Items from a dataset:
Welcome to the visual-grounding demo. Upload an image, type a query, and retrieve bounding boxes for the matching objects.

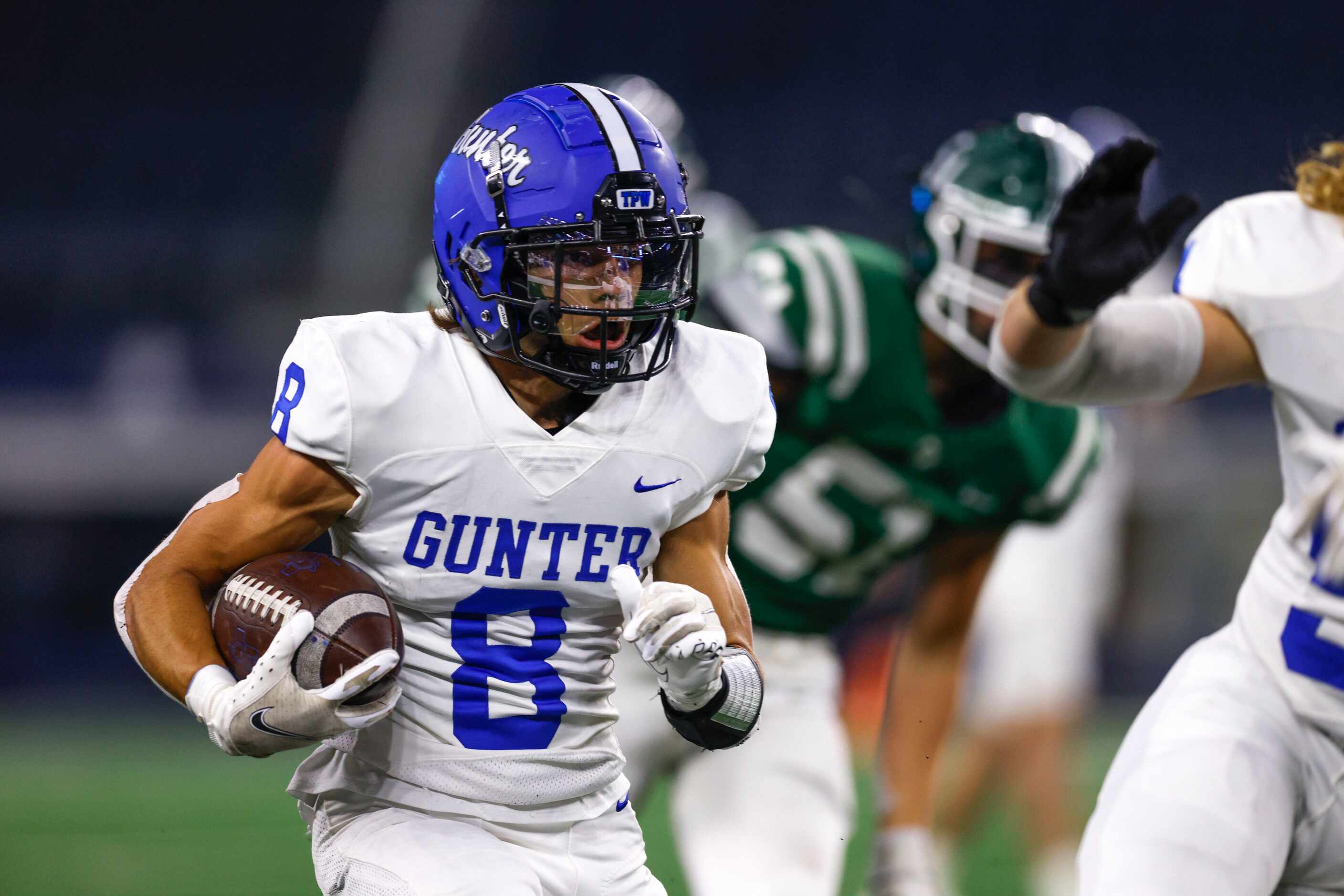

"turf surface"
[0,713,1124,896]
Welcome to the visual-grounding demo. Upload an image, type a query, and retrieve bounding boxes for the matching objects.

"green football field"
[0,715,1124,896]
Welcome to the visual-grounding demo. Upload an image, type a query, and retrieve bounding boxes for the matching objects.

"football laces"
[220,576,300,622]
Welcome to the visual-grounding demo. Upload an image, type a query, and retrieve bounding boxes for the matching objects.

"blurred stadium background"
[0,0,1344,895]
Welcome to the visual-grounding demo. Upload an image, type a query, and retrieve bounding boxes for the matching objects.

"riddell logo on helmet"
[452,125,532,187]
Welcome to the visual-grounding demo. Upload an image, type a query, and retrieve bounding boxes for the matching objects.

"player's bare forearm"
[880,532,1000,826]
[126,439,356,700]
[653,492,751,650]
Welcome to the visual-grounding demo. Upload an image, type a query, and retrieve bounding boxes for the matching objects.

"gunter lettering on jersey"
[453,125,532,187]
[402,511,653,582]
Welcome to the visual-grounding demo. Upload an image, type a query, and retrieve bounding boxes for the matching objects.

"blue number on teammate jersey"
[270,361,304,445]
[452,586,568,750]
[1278,420,1344,690]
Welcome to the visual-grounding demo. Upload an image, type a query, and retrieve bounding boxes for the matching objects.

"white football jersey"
[1176,192,1344,733]
[272,312,774,818]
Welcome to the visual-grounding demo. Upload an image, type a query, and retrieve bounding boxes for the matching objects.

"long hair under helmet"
[433,83,704,392]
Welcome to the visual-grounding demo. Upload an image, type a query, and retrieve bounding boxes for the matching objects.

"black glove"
[1027,138,1199,326]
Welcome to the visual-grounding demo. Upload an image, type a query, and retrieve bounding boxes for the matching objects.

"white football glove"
[611,565,727,712]
[1290,431,1344,587]
[186,610,402,756]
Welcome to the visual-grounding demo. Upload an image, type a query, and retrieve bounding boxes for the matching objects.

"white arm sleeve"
[989,295,1204,404]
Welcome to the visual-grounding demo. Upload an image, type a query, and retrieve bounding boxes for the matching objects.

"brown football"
[210,551,406,704]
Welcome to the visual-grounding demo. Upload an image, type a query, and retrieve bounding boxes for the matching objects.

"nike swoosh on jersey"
[634,476,682,492]
[250,707,312,740]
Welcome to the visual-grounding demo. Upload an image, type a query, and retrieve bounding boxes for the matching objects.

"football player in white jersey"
[116,83,774,896]
[992,141,1344,896]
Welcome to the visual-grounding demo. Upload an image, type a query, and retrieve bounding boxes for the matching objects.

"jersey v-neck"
[452,333,649,494]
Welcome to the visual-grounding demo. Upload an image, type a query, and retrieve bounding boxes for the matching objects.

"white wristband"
[186,665,238,721]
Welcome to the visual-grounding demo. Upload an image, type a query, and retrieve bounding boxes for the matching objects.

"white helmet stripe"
[771,229,836,376]
[560,83,644,171]
[808,227,868,402]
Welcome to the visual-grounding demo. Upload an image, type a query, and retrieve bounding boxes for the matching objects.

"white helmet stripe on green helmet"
[917,113,1092,365]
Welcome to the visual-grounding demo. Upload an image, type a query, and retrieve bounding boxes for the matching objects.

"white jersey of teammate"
[1079,192,1344,896]
[272,312,774,821]
[1176,192,1344,736]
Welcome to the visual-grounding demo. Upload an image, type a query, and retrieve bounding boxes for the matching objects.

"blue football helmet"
[433,83,704,392]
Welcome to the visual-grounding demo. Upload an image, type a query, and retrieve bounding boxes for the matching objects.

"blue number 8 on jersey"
[452,586,568,750]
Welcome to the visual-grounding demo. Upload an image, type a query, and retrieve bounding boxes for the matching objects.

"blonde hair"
[1296,140,1344,215]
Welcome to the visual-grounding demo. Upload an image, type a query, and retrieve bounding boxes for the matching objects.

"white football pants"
[309,791,667,896]
[614,629,853,896]
[960,458,1129,732]
[1079,626,1344,896]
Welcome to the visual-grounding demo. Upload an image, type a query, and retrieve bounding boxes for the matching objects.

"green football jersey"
[722,229,1102,633]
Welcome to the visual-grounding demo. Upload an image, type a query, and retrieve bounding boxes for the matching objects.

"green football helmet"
[911,113,1092,367]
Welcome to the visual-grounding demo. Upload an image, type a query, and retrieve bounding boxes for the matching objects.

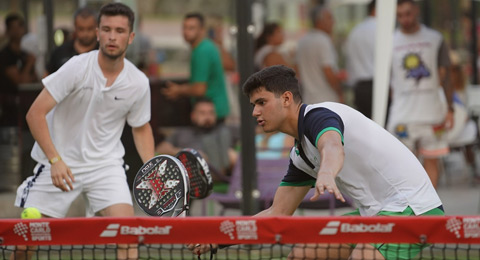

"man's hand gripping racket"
[175,148,213,199]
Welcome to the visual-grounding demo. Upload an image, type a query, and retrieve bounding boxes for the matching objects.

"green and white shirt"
[280,102,442,216]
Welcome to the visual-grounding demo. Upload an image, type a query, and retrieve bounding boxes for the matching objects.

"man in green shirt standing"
[162,13,230,123]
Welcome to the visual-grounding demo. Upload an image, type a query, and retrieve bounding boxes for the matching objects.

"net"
[0,216,480,259]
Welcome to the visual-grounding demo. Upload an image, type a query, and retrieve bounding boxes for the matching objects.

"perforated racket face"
[133,155,189,217]
[175,148,213,199]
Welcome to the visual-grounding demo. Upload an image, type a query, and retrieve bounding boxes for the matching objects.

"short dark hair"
[397,0,415,6]
[183,12,205,27]
[242,65,302,103]
[97,3,135,32]
[310,5,326,27]
[367,0,376,14]
[5,13,25,31]
[73,6,97,22]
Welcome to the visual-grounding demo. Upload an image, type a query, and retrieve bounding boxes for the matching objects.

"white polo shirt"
[281,102,442,216]
[31,50,150,173]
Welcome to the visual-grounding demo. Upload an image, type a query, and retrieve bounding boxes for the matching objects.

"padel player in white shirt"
[15,3,154,221]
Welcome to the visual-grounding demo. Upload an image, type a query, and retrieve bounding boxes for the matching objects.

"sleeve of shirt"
[127,77,151,127]
[438,40,450,68]
[190,45,212,83]
[280,160,315,187]
[304,107,344,146]
[42,56,84,104]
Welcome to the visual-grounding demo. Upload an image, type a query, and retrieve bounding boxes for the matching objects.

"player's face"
[191,102,217,129]
[97,15,135,59]
[75,16,97,46]
[183,18,203,44]
[397,3,418,31]
[250,88,284,133]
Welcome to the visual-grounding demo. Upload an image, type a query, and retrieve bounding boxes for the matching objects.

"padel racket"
[175,148,213,199]
[133,155,190,217]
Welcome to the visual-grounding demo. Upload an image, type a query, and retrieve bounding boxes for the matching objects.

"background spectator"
[0,14,37,126]
[345,0,377,118]
[387,0,453,187]
[297,6,344,104]
[162,13,230,123]
[253,23,290,70]
[46,7,98,74]
[155,98,238,182]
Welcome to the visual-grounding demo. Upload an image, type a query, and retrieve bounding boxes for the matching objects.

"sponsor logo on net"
[445,217,480,238]
[319,221,395,235]
[13,222,52,241]
[220,220,258,240]
[100,224,172,237]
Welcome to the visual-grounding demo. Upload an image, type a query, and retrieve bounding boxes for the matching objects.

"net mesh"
[0,216,480,259]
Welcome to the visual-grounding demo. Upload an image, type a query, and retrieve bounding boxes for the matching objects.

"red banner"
[0,216,480,245]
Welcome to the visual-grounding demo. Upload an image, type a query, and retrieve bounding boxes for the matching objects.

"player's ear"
[282,91,293,106]
[128,32,135,44]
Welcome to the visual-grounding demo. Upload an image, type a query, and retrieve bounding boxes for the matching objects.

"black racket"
[133,155,190,217]
[175,148,213,199]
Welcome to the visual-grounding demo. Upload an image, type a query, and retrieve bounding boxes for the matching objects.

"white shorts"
[15,164,132,218]
[389,124,449,158]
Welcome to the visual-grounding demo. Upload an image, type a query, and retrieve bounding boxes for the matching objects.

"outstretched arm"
[310,131,345,202]
[132,123,155,163]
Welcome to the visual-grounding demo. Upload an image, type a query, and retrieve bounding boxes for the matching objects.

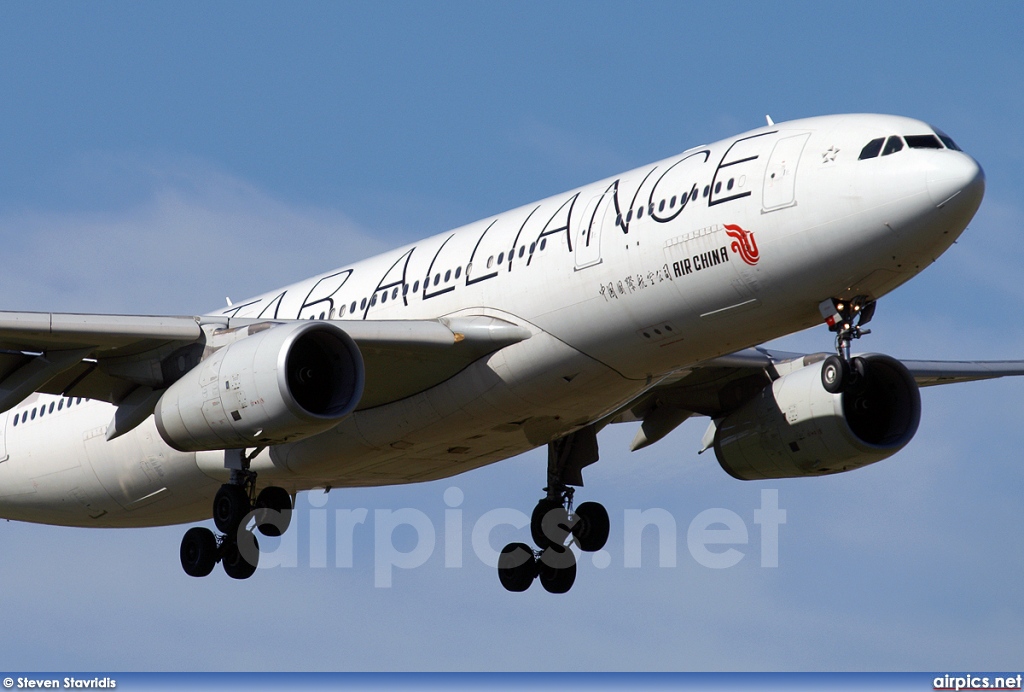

» Exercise goal:
Rewrite all of the lines above with every "visual-grounding demo" swapped for "object-detection demo" and nothing else altered. Leave the pictures out of your answer.

» Task output:
Welcome to the object-detection demo. Upload an image, type a query, and retrieve bounding boxes for the matching objects.


"turf surface"
[0,713,1124,896]
Welcome to the object-detection demo. Upload an image, type a query, and retrieve bounding boxes for the matching objects.

"green football field"
[0,715,1124,896]
Welcome to the object-detection demo. Upload an image, type a query, and retrieve bounding boxes for the matching objects.

"football laces"
[220,576,300,622]
Welcome to the object-detection demo. Upload an image, type a query, and retrieve bounding boxes for the matching objects.

"blurred stadium background"
[0,0,1344,895]
Welcome to the object-detection demo. Upload an image, type a query, and retrieve bounding boxes for the matching objects.

"riddell logo on helmet"
[452,125,532,187]
Welcome to the object-detection demo. Upload an image, type a query, and retrieve bounding boxes for the matching objects.

"player's bare forearm"
[880,532,1000,826]
[126,439,356,700]
[653,492,751,650]
Welcome to the object-detection demo. Upload an image, type a query, and retrieve bounding boxes for the matching objects.

"gunter lettering on jersey"
[453,125,532,187]
[402,511,653,582]
Welcome to the object-detection demo. Upload an image, type a query, and retrieve bounding boxes for the matching objects.

"blue number on teammate jersey"
[270,361,304,445]
[452,586,568,750]
[1278,420,1344,690]
Welcome to the object-detection demo. Upload an image, type a query, and retrieve bounding boxes for the matching objects.

"white football jersey"
[1176,192,1344,733]
[272,312,774,818]
Welcome to the object-detection demo. Upload an image, type a query, and retrieve bounding boxes for the matching objects.

"long hair under helmet"
[433,83,704,392]
Welcome to the object-detection demo. Upload an image, type a query, and retrieve bounding boxes for the matching objects.

"black glove"
[1027,138,1199,326]
Welcome to the object-detection demo. Upload an image, type a query, and retrieve bounding boxes for the matching objects.

"white football glove"
[611,565,727,712]
[1290,431,1344,587]
[186,610,402,756]
Welcome to the object-detection demo. Upload an image, type a query, and retrieve bounding boxes for the matching objects.

"white arm sleeve"
[989,295,1204,404]
Welcome to the object-detection demo. Upload an image, type a query, and retrieve bounding boxes for the matching objects.

"brown football"
[210,551,406,704]
Welcome to the object-detection demo. Upload an image, type a query, and retrieve bounding boxes for the matching objects.

"nike swoosh on jersey"
[634,476,682,492]
[250,707,312,740]
Welcome to the object-detection demo. Upload an image, type a query, and retrieve bounding boxes for the matching objects.

"football player in white jersey"
[116,83,774,896]
[992,141,1344,896]
Welcome to the object-detection demo. Upload an image, type a query, and retrieve bounding boxes for the matching objects.

"jersey v-neck"
[452,333,649,494]
Welcome to the object-detection demo. Upload an image, type a query, and retrieve bounding boxes for the matching objects.

"white wristband"
[186,665,238,721]
Welcome to the object-detection demo. Upload an image, type a query, and retrieve bounding boxes for the matching objects.

"white helmet stripe"
[771,229,836,376]
[560,83,644,171]
[808,227,868,402]
Welcome to the object-detection demo. Upload an image, type a query, and retrieve bounding boxes for the matching objects.

"white helmet stripe on green helmet"
[917,113,1092,365]
Welcome to the object-detection demo. Upload an image, type a query, and retrieve bounding boxes for the matching objects.

"white jersey of teammate"
[1079,192,1344,896]
[272,312,774,821]
[1176,192,1344,736]
Welcome to the object-detection demo. Upload an image, type a query, and retrieve bounding boxes for the matching objects.

"blue football helmet"
[433,83,704,392]
Welcome to the object-detection demo. Upload an image, type a query, and retrieve bounding boxes for the matching objects.

"blue number 8 on jersey"
[452,586,568,750]
Welcome to the object-detection demo. Upload an image, type a query, and retrieve bounding boxes for the matching objects.

"blonde hair"
[1296,140,1344,215]
Welcome to the object-detection demo. Upload an image, type a query, and retrieve bounding boxes for the matching objects.

"white football pants"
[309,791,667,896]
[614,629,853,896]
[960,458,1129,732]
[1079,626,1344,896]
Welcome to the object-detection demo. Upload an image, type a query, and retrieve bounding boxes for the matching objects.

"green football jersey"
[722,229,1102,633]
Welcome to the object-detection demo. Upload an image, type a query, and retrieve bounding boxes for the matching objects.

"green football helmet"
[911,113,1092,367]
Welcome to the object-detection demo. Upload an image, type a query, and retrieve bounding boxes for the matching objects.


"man's hand gripping racket"
[175,148,213,199]
Welcome to the object-detection demo. Upload an image, type a query, and retrieve bounding boxes for the matching objects.

"green and white shirt"
[280,102,442,216]
Welcome to the object-detection demo. Upload an image, type a query, and retrieve bounding boxes for the matching objects.

"man in green shirt standing"
[162,13,230,123]
Welcome to the object-detection demo. Upload an image, type a query, and retrieve bounding boxes for the matching objects.

"net"
[0,216,480,259]
Welcome to the object-detection demo. Upload an image, type a query, and retrieve bounding boxes for the matching objects.

"perforated racket face"
[133,155,189,217]
[175,148,213,199]
Welcome to the object-detection demo. Upload an image, type a query, and retrieve bounding boxes for the matching objects.

"short dark hair"
[397,0,415,6]
[183,12,205,27]
[242,65,302,103]
[97,3,135,32]
[310,5,326,27]
[367,0,376,14]
[5,13,25,31]
[73,6,97,22]
Welcome to the object-detection demo. Upload an image, type a query, and retrieve bounding boxes for the matching objects.

"white polo shirt"
[281,102,442,216]
[31,50,150,173]
Welcome to the object-detection demo. Upload an image, type a query, and retrieve bounding boxes for the matching objects.

"padel player in white shirt"
[15,3,154,221]
Welcome to the object-detection demo. Upload an image, type a query, and retrieve bounding boxes for the matching objects.

"sleeve of shirt"
[127,77,151,127]
[438,40,450,68]
[190,45,212,83]
[280,160,315,187]
[304,107,344,146]
[42,56,84,104]
Welcome to the object-detection demo. Upload an image, type a query, and retrieve bounding boxes for the matching objects.

"player's face"
[191,102,217,129]
[97,15,135,59]
[75,16,97,46]
[183,18,203,44]
[397,3,418,31]
[250,88,284,133]
Welcome to the object-detection demo. Upload an image, type a query, and retrieve bounding boxes for the matching objects.

"padel racket"
[175,148,213,199]
[133,155,190,217]
Welcome to the object-detection demo. Upload an image, type a query, and retrieve bounding boxes for the matching objects.

"background spectator"
[0,14,37,126]
[345,0,377,118]
[387,0,453,187]
[297,6,344,104]
[162,13,230,123]
[253,23,290,70]
[46,7,98,74]
[155,98,238,182]
Welcome to the object-detection demo. Upload an image, type a query, and retrieve bounding boxes for the matching objects.

"sponsor logo on net"
[445,217,480,238]
[319,221,395,235]
[13,222,52,241]
[220,220,258,240]
[100,224,172,237]
Welcome to the object-detection demo. Upload an image, type a query, and retrieve bounding boxes for the matching objects.

"net mesh"
[0,216,480,259]
Welcome to the object-detection demo. Upload an image, type a query, and retrieve bounding boxes for the matching objects.

"red banner"
[0,216,480,245]
Welcome to the object-detection demo. Upload an image, type a query, and retrieve bounding boxes for the matching objects.

"player's ear"
[282,91,293,106]
[128,32,135,44]
Welcome to the object-detection demo. Upload an image, type a query, and retrieve bounding boxes for the matching objects.

"black racket"
[133,155,190,217]
[175,148,213,199]
Welcome to the object-detection demo. Upload an image, type a query, and retrieve bounding boxes for the matching objects.

"white shorts"
[15,164,132,218]
[389,124,449,158]
Welcome to the object-detection demo. Upload an image, type a query, and retrieve bounding boxes for the matching objects.

"outstretched arm"
[310,131,345,202]
[132,123,155,163]
Welcome to the object-detection demo. Upload an image, type a query, and retrieve bounding boxes for the matching objects.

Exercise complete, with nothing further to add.